Task to carry out → Repeat each line exactly as it is written.

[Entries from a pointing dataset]
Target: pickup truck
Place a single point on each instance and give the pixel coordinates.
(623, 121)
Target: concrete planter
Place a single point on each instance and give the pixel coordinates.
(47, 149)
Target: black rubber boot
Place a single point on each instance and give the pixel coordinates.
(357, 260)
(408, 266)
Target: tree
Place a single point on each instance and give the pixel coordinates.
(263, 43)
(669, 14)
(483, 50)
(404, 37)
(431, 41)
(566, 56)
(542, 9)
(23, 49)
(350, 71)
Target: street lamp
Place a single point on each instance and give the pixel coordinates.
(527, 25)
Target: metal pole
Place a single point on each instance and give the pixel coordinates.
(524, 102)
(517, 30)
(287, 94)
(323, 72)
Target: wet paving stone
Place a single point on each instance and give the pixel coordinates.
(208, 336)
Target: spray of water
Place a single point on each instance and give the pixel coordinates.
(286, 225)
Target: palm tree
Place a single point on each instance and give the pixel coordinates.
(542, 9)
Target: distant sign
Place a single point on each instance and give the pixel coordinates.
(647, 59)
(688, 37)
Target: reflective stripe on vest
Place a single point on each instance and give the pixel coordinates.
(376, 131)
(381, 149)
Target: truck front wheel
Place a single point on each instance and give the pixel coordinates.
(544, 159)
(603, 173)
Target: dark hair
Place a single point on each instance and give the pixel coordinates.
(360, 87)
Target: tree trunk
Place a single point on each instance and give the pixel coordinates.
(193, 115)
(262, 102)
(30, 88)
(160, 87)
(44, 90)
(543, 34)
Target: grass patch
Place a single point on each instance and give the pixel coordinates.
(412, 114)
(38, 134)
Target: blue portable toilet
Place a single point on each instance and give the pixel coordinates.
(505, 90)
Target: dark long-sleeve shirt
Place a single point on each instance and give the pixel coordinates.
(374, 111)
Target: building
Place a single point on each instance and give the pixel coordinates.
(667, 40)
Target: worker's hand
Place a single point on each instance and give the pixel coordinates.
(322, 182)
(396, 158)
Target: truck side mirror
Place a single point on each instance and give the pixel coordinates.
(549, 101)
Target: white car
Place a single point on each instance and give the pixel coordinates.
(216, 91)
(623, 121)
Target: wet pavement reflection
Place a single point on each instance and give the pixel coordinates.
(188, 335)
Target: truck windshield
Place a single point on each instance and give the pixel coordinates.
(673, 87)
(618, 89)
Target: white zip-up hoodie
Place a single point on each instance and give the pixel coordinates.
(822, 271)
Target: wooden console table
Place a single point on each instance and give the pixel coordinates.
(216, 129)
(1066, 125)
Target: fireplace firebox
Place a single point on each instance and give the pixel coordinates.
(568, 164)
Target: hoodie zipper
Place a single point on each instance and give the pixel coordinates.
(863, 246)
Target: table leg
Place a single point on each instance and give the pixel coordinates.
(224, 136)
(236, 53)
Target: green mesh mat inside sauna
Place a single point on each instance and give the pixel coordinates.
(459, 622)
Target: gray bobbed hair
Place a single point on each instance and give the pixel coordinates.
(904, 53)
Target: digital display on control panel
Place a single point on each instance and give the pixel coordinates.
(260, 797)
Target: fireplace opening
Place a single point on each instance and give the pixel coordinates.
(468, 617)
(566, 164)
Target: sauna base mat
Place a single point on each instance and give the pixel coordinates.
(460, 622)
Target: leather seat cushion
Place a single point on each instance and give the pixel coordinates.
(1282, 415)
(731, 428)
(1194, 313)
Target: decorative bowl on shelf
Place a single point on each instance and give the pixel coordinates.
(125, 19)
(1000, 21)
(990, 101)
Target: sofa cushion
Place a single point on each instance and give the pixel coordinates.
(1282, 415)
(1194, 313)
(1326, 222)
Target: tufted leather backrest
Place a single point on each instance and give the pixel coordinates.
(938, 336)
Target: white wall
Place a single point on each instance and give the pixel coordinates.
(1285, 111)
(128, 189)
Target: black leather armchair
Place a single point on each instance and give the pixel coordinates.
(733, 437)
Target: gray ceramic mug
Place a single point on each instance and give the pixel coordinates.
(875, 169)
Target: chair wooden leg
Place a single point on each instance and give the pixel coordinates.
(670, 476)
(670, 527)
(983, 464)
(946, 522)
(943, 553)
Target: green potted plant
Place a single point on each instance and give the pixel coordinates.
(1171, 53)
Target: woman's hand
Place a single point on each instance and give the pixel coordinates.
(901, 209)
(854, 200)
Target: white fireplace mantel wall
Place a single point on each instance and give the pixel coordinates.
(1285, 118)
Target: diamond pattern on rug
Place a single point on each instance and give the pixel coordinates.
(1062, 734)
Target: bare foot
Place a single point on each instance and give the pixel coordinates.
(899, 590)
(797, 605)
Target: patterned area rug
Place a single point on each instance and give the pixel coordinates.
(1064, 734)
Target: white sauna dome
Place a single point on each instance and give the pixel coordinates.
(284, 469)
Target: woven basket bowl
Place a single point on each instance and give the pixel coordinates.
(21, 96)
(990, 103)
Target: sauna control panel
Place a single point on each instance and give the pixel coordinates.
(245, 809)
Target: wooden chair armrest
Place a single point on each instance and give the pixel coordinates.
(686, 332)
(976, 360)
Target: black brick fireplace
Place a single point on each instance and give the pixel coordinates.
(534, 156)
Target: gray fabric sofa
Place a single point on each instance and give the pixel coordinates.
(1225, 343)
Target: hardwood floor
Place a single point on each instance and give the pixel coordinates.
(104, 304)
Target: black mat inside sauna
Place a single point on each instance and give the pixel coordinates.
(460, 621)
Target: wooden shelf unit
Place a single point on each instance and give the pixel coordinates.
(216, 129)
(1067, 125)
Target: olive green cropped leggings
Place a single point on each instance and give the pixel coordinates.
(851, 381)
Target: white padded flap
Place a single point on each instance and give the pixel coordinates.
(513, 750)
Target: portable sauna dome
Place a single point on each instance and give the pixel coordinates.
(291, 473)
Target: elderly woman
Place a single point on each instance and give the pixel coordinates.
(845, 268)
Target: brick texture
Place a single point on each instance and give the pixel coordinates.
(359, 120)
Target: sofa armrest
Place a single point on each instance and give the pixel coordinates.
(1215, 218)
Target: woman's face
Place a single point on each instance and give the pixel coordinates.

Answer to this exercise →
Target: pickup truck
Place a single point on each instance and give the pixel coordinates.
(623, 121)
Target: concrete planter
Place a single point on each instance and give the pixel coordinates.
(47, 149)
Target: black rubber boot
Place a single point on each instance and give the pixel coordinates.
(357, 260)
(408, 266)
Target: tree
Place a single point on each instance and give the pixel coordinates.
(263, 43)
(669, 14)
(483, 50)
(404, 37)
(431, 41)
(566, 56)
(542, 9)
(23, 49)
(350, 71)
Target: street lamp
Place a single point on each instance and give the pixel coordinates.
(527, 25)
Target: metal pole
Place a single point on each instance and give the pixel coordinates.
(524, 102)
(517, 30)
(287, 94)
(323, 72)
Target: wet paving stone
Place a single point on each instance and give the pixel coordinates.
(208, 336)
Target: spray of water
Place a single point on each instance and give the pixel coordinates.
(286, 225)
Target: palm tree
Place a single point on each instance and give the pixel coordinates.
(542, 9)
Target: distant sign
Place a single point on each instance and give the pixel coordinates.
(647, 59)
(688, 37)
Target: reflective stripe on vest
Place a single point on each instance and give the pixel coordinates.
(376, 131)
(381, 149)
Target: truck front wheel
Place a single point on each instance and give the pixel coordinates.
(544, 159)
(603, 173)
Target: dark hair
Place a single point on each instance and give the pixel coordinates.
(360, 87)
Target: tree trunk
Place a single point on each instance and give the pixel coordinates.
(193, 115)
(262, 102)
(30, 88)
(160, 87)
(44, 90)
(543, 34)
Target: grass patch
Place a single point on each instance and give the pixel coordinates.
(412, 114)
(38, 134)
Target: blue portable toilet
Place a single point on each instance and give the pixel coordinates.
(505, 90)
Target: dark long-sleeve shirt
Place a single point on each instance and give the pixel coordinates.
(374, 111)
Target: building
Place a single point on each instance and give the pixel coordinates.
(667, 40)
Target: worker's hand
Place a single point on each instance and give the pixel coordinates.
(322, 182)
(396, 158)
Target: truck side mirror
Place a single point on each instance and give the pixel coordinates.
(549, 101)
Target: white car
Place a single point on each instance and give the pixel coordinates.
(216, 91)
(623, 121)
Target: wet pavement reflection
Place a single point on each instance and give the pixel coordinates.
(188, 335)
Target: truck windshield
Place a single point on each instance and give the pixel coordinates.
(673, 87)
(618, 89)
Target: white zip-up hoodie
Place a single point on each instance and give the pixel coordinates.
(822, 271)
Target: wooden console table
Place a single point on each instance and give the pixel coordinates.
(216, 129)
(1066, 125)
Target: fireplace firebox
Place a single point on each instance and give the pixel coordinates.
(568, 164)
Target: hoodie zipper
Place a single point on each instance and give the pixel coordinates.
(863, 246)
Target: table leg
Place a single point on each instance and give the pixel coordinates.
(224, 136)
(236, 53)
Target: green mesh mat inside sauna
Place a single point on each instance and give the pixel coordinates.
(459, 622)
Target: gray bobbed hair
Place a single point on each instance and give the pixel coordinates.
(904, 53)
Target: digital display on control panel
Place a single point on each instance and give the pixel coordinates.
(260, 797)
Target: fireplace opening
Place a single point on each instance and give the pixel coordinates.
(468, 617)
(566, 164)
Target: sauna base mat
Place a single point on each instance and give the pixel coordinates.
(460, 622)
Target: leather seat cushion
Place a single point on each instance and give the pixel coordinates.
(1282, 415)
(731, 428)
(1194, 313)
Target: decorative bowl on shelf
Place a single point on each instance and give the pixel coordinates.
(125, 19)
(1000, 21)
(990, 101)
Target: sofa cushion
Place a single point on each instance and give the pixel coordinates.
(1282, 415)
(1194, 313)
(1326, 222)
Target: tufted leather backrest
Place a single point on each instance and give the pixel coordinates.
(938, 336)
Target: white wall
Place a single point on each instance and give the pixel coordinates.
(1285, 111)
(128, 189)
Target: black leather armchair
Place a single point on each instance and give the pixel coordinates.
(733, 437)
Target: gray ceramic mug
Place a single point on each instance and give the pixel coordinates.
(875, 169)
Target: chair wooden leg
Place a single point on each instance and give the pixel coordinates.
(670, 476)
(670, 527)
(983, 464)
(946, 522)
(943, 553)
Target: green potted plant
Place a single point on each instance and give the pixel coordinates.
(1171, 53)
Target: woman's hand
Place a single point on each instance and give the pixel coordinates.
(901, 209)
(854, 200)
Target: white fireplace mantel wall
Place a single point on each instance and give the pixel coordinates.
(1285, 118)
Target: diamond pattern on rug
Place a single point on each instance and give the pixel coordinates.
(1062, 734)
Target: bare foot
Place a single point on each instance and give the pixel coordinates.
(899, 590)
(797, 605)
Target: patterned area rug
Place a single point on each instance and give the pixel coordinates.
(1064, 734)
Target: white sauna dome
Place a single point on each instance and give the pixel coordinates.
(284, 469)
Target: woven basket bowl
Place a single point on each instance and give the pixel coordinates.
(21, 96)
(990, 103)
Target: sauna control panel
Place a single point on each instance and give the pixel coordinates.
(245, 809)
Target: wooden chair armrest
Place a single point on each instance and give the pixel coordinates.
(686, 332)
(976, 360)
Target: black brick fireplace
Place a single point on each instance and give the pixel coordinates.
(534, 156)
Target: gray fabric sofa
Place a single point on each instance and give the pixel coordinates.
(1225, 343)
Target: hardwood floor
Place a single point on each instance and give the pixel coordinates.
(104, 304)
Target: black mat inside sauna
Place a single point on each instance and give the pixel coordinates.
(460, 621)
Target: wooden shelf unit
Place a single point on each instance and give the pixel coordinates.
(216, 129)
(1067, 125)
Target: olive green cropped leggings
Place a single point on each instance and give the pixel coordinates.
(851, 381)
Target: white padded flap
Place a single point on each instance and give the pixel coordinates.
(513, 750)
Target: portable sauna dome
Place a single point on each instance and give the pixel coordinates.
(291, 473)
Target: elderly woman
Place a single point on each instance and give the pixel coordinates.
(845, 268)
Target: brick texture
Place a single point on each instance and give the pixel coordinates.
(359, 120)
Target: sofa armrest
Place a single point on each instance and give the pixel coordinates.
(1215, 218)
Target: woman's face
Place a single point on each instance and give the pixel coordinates.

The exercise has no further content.